• _Extracted information_:
** BEGIN **

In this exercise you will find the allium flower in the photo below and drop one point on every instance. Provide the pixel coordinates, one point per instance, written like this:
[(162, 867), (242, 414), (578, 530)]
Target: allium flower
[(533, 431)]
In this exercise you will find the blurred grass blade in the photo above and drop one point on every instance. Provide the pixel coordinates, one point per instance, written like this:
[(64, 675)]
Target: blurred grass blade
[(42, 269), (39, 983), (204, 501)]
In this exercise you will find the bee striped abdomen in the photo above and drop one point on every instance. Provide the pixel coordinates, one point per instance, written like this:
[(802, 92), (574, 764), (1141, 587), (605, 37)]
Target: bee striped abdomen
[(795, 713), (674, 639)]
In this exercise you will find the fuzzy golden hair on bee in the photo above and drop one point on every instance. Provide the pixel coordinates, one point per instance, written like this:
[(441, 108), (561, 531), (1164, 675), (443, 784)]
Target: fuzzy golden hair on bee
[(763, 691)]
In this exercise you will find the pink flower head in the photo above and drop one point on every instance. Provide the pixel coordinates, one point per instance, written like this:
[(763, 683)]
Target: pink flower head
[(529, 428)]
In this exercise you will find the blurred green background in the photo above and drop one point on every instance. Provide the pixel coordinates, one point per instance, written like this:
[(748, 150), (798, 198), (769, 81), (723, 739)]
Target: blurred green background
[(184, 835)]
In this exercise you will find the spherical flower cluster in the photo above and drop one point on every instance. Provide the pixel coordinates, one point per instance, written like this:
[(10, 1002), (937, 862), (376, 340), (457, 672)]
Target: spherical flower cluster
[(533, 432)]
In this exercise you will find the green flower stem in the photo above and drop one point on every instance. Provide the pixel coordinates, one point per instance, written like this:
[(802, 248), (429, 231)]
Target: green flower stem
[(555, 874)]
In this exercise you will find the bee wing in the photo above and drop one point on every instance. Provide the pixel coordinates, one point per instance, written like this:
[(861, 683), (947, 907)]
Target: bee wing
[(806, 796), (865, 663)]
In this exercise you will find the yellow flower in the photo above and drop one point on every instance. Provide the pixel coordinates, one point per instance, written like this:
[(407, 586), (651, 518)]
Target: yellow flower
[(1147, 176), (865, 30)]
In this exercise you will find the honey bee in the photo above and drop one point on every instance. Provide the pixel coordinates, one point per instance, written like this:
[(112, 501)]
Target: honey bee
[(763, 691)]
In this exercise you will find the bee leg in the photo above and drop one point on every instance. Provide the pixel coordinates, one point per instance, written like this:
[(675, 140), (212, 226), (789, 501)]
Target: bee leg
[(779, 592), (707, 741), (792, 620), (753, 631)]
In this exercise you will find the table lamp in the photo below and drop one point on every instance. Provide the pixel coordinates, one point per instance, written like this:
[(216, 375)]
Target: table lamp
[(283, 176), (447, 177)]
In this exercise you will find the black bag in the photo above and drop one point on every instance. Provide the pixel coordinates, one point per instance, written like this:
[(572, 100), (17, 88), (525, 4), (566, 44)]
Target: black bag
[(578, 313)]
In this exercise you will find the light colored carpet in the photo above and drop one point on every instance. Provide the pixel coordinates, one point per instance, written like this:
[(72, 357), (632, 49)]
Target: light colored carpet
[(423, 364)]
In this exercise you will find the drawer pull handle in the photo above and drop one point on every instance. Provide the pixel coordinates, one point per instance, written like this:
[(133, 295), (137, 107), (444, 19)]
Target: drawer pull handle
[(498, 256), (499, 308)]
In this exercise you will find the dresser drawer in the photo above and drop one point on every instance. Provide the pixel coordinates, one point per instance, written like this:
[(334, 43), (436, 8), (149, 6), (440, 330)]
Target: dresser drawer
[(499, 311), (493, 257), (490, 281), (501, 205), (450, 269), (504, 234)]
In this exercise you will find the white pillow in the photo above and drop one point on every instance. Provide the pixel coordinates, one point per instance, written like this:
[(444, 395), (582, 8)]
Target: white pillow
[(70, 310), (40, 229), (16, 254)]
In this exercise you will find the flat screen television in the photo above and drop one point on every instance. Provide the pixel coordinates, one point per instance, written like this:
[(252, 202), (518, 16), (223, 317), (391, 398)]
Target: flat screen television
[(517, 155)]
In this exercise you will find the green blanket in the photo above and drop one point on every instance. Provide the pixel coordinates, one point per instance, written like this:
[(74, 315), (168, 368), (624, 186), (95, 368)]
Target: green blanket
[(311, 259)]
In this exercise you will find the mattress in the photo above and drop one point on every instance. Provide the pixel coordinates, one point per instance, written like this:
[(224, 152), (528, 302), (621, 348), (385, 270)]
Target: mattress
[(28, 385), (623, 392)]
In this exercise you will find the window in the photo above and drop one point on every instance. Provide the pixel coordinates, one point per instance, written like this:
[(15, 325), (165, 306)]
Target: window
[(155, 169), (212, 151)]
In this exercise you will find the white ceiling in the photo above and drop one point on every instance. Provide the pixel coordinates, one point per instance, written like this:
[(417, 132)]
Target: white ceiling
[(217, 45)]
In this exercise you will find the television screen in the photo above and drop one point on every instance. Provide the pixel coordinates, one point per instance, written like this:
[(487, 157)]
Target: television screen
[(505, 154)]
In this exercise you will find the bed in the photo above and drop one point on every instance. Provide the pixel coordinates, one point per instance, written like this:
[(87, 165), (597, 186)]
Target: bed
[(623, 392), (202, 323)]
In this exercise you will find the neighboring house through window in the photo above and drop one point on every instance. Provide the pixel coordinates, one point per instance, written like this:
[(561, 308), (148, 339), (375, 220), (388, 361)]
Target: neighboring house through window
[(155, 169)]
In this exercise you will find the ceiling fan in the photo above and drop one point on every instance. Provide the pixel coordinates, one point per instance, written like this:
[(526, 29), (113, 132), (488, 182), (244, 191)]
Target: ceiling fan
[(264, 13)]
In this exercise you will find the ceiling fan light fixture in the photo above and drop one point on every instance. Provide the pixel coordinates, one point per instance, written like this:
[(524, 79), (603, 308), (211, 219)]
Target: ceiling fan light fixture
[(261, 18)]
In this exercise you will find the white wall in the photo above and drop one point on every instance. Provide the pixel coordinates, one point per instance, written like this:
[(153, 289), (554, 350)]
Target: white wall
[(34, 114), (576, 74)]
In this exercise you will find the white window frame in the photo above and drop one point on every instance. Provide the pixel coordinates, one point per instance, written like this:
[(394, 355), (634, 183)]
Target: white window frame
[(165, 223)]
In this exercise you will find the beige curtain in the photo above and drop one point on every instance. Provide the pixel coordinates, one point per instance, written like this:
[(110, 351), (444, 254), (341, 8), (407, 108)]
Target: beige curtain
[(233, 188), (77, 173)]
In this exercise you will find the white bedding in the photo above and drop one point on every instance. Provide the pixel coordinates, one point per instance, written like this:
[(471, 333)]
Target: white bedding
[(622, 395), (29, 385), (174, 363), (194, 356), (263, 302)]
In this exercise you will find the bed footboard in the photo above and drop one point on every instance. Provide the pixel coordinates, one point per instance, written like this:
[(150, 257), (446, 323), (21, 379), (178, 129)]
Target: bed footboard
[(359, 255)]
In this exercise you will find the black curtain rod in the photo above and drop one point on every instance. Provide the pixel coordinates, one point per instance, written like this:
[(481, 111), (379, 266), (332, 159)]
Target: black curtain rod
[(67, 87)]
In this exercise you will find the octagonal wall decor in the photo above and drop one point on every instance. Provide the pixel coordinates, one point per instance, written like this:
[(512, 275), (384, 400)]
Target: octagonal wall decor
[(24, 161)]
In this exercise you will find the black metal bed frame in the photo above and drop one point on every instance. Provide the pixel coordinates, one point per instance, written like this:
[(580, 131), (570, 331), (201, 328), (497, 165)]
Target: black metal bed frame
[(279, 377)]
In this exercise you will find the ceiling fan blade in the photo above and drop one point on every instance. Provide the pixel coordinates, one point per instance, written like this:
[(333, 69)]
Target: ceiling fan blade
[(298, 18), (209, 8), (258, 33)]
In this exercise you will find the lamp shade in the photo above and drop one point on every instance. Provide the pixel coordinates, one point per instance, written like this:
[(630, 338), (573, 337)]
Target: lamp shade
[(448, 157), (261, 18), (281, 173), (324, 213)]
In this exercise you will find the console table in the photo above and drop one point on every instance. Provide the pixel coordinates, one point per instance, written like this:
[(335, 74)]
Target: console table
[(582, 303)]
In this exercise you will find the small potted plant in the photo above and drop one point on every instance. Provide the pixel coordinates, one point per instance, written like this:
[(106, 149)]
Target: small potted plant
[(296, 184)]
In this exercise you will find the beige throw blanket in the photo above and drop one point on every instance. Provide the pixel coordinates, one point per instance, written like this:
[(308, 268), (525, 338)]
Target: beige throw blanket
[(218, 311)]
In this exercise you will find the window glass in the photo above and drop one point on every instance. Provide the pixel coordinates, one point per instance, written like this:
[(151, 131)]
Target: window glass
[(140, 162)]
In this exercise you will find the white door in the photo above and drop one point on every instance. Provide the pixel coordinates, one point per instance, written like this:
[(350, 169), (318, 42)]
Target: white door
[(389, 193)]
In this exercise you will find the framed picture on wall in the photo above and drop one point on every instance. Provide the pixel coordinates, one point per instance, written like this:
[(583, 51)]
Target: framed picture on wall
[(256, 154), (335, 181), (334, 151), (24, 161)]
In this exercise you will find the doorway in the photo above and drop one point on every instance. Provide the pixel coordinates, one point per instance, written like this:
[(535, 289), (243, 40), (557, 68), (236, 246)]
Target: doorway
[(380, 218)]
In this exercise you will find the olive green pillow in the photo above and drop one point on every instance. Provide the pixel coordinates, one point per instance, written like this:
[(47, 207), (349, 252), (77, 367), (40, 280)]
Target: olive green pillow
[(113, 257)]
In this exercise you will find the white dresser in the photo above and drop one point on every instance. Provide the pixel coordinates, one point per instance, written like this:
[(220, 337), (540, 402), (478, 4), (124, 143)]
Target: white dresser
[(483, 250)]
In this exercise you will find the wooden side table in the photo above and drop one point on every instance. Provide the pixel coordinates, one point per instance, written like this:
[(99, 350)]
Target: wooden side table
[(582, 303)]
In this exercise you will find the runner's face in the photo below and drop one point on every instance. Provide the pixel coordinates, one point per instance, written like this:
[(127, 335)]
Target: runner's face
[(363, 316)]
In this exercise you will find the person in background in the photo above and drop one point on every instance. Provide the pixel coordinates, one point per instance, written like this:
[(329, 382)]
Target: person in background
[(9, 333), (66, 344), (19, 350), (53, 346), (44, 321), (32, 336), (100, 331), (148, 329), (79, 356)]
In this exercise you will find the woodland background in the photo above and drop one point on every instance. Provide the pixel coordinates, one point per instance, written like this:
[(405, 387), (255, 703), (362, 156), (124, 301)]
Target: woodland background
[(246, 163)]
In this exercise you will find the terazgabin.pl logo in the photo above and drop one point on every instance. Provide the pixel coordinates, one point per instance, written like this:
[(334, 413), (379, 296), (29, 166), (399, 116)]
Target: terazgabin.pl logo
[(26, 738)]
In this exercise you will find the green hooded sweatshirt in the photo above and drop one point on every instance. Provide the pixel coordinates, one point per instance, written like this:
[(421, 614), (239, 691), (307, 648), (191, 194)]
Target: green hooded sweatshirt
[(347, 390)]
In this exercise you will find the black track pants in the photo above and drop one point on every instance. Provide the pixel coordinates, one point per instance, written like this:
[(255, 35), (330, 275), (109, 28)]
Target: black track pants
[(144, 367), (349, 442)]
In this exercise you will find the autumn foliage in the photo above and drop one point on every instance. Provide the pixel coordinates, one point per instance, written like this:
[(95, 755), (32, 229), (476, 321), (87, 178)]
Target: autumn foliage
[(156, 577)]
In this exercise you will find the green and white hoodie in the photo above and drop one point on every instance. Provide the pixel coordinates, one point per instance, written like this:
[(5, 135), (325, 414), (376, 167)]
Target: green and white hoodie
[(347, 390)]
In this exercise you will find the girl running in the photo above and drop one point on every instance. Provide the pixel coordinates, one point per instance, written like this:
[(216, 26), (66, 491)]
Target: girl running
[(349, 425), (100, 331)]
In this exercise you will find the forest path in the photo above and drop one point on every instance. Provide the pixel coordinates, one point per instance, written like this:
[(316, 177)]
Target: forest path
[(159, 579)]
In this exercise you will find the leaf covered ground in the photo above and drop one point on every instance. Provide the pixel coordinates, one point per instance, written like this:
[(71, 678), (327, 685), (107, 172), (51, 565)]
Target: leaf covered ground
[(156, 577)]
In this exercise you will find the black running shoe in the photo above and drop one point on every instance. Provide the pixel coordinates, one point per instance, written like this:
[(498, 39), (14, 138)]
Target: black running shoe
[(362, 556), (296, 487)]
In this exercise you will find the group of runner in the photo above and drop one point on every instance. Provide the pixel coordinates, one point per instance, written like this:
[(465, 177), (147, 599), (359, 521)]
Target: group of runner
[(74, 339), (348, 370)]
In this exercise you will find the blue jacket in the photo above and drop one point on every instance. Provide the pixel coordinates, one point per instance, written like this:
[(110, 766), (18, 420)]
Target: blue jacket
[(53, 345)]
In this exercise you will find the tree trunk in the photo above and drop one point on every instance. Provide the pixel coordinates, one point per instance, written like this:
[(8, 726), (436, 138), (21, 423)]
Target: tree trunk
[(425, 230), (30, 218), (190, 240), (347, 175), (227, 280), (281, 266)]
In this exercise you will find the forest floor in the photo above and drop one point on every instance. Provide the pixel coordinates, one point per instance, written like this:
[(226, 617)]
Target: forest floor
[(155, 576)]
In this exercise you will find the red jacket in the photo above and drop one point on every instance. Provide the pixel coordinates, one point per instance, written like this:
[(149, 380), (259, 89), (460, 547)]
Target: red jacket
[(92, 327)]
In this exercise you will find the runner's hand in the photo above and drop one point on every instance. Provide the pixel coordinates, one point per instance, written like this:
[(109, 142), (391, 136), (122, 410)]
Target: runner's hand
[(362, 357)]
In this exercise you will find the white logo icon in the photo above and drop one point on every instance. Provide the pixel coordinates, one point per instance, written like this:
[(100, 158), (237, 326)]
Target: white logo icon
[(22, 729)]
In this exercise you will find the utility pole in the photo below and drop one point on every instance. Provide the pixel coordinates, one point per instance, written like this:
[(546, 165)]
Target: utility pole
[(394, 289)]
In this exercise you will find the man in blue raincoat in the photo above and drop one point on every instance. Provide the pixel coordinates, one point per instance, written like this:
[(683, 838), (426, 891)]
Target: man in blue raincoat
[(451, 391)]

** END **

Starting at the line that contains "In this exercise you will find the runner's hand", copy each line exactly through the end of the listing above. Include that first line and the last one, and add nothing.

• _Solution_:
In this exercise you will find the runner's hand in the photo above and drop one point on every instance. Provide the pixel coordinates, one point per instance, written like this:
[(109, 142), (391, 136), (122, 410)]
Target: runner's hand
[(362, 357)]
In this exercise you will find the white logo icon in the photo above and drop one point on every instance. Provide the pixel coordinates, one point per instance, written like this:
[(100, 158), (237, 326)]
Target: white logo icon
[(22, 729)]
In this exercise you will find the utility pole in the photo below and drop one point on every instance. Provide the pixel coordinates, one point per instance, written like this:
[(546, 165)]
Target: utility pole
[(394, 289)]
In this exercise you will find the man in blue raincoat in the photo above and drop one point on every instance. Provide the pixel coordinates, one point per instance, written like this:
[(683, 838), (426, 891)]
Target: man in blue raincoat
[(451, 391)]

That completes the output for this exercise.